Data records:
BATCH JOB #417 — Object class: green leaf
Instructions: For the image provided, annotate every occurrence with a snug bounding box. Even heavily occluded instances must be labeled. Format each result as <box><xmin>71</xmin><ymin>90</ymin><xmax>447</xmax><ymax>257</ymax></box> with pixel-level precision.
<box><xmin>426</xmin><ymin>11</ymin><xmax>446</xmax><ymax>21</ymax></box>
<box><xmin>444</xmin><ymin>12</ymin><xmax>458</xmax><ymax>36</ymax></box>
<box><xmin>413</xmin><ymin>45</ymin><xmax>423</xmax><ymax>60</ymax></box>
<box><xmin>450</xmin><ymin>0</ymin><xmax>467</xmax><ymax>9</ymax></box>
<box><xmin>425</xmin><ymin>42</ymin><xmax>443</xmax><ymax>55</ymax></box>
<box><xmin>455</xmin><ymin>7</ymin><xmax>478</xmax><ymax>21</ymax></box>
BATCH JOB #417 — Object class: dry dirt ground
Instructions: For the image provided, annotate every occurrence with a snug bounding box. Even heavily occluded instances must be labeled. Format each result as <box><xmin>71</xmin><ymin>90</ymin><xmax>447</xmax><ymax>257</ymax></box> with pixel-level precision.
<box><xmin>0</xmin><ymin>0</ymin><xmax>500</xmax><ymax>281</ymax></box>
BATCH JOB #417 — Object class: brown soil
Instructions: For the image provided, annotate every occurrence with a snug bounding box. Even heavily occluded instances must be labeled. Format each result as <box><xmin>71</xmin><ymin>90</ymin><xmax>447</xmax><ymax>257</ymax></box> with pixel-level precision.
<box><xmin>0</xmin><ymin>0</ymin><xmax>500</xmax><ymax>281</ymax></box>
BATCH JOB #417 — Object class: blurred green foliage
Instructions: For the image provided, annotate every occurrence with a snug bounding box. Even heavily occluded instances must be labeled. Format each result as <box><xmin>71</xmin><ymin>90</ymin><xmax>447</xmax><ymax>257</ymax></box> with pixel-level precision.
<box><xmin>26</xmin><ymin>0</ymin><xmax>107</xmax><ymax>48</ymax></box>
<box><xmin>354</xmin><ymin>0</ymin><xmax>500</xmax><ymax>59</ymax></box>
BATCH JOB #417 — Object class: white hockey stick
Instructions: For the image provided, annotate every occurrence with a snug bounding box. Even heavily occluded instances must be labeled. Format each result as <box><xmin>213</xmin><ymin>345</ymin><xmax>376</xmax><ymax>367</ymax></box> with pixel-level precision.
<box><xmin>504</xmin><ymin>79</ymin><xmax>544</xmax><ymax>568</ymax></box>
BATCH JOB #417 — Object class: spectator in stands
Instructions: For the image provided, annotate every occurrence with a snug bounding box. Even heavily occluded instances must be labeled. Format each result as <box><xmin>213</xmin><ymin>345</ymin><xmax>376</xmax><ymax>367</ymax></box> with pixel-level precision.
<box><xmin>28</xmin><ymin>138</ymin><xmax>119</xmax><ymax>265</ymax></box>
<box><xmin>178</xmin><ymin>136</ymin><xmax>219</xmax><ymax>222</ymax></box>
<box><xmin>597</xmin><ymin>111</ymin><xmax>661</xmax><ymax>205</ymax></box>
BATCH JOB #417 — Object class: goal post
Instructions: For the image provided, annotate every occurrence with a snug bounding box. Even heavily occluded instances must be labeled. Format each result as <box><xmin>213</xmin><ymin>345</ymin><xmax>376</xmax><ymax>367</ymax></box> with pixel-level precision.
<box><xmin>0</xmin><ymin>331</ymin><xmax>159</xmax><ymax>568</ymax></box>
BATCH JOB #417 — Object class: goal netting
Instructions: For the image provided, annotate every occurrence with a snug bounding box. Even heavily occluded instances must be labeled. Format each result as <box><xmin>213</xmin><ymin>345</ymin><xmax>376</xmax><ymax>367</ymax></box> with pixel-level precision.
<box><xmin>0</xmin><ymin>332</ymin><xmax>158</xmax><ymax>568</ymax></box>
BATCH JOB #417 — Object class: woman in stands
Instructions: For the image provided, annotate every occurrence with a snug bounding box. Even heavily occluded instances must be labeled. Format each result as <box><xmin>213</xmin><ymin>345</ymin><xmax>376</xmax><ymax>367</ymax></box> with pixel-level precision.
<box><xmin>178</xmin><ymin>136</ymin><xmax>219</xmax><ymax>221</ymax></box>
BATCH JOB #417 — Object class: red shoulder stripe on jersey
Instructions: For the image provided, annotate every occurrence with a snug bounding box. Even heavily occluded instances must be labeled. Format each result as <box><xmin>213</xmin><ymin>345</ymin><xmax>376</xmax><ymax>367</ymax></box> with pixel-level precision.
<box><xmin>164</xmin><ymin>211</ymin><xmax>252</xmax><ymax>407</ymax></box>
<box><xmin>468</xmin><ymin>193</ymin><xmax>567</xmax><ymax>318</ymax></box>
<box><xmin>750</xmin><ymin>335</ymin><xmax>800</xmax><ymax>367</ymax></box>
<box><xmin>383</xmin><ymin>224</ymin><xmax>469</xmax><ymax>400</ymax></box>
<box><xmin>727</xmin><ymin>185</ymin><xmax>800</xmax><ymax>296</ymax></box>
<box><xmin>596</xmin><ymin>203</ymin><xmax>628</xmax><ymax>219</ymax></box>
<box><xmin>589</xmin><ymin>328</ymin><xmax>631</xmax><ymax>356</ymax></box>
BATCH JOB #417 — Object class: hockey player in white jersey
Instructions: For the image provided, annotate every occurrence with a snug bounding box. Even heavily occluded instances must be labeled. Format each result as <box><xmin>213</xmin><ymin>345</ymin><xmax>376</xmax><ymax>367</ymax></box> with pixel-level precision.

EXERCISE REQUIREMENTS >>
Work out how many lines of the rows above contain the string "white", counting case as significant. Give only the number.

FINISHED ANSWER >>
2